## SUPPLIED TEXT
## begin

F1 Power Rankings: Canadian Grand Prix

After six races, we’ve seen six different race winners and six different drivers set the fastest lap of the race. It looks like removing downforce through the exhaust-blown diffuser ban has levelled the playing field as parity is at an all-time high. With any one of a number of drivers capable of winning any given Sunday, it’s hard to figure out who are the best drivers in F1 right now. I suppose that’s why this week’s F1 Power Ranking has so much change in it.

#1 Fernando Alonso (Last Race #4)
Fernando thinks unpredictability hurts F1. After all, who wants to see a race break out when we’d much rather see one fast team lead a parade: “It’s a fantastic season, it’s so unpredictable. I think people stand in front of the TV with some surprises every race and it’s good for the audience, it’s good for the sport to bring attention to the races. On the other hand we can lose credibility. We cannot lose that the best teams, the best drivers, the best strategies or whatever, they win the races. Because at the moment from the outside it seems that in every race [anyone] can win and it doesn’t matter the talent, it doesn’t matter the team, the performance – it’s like a lottery.”

#2 Sebastian Vettel (LR #1)
The twice-defending champion wants to talk about tyre and brake wear not last year’s brain fade: “The track is on an island in the St. Lawrence river, and is a great challenge for the drivers. Like the track in Albert Park in Australia, the roads are public, so tyre wear can be high. There’s also a lot of wear on brakes, which can cause us a headache. Last year the race dragged on due to the heavy rain – but it’s a good place to go racing.”

#3 Mark Webber (LR #5)

## end

## DATA EXTRACT
## begin

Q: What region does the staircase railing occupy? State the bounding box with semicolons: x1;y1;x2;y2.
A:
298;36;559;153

## end

## EXERCISE DIRECTIONS
Condense the paragraph of the F1 power rankings text that begins "After six races" into two or three sentences, keeping its main facts. The listing has no connection to the F1 power rankings text.

## COMPLETE ANSWER
Six races have produced six different winners and six different drivers with the fastest lap. The exhaust-blown diffuser ban seems to have cut downforce and evened the field, bringing parity to an all-time high. With several drivers able to win any Sunday, picking the best is hard, which likely explains the many changes in this week's ranking.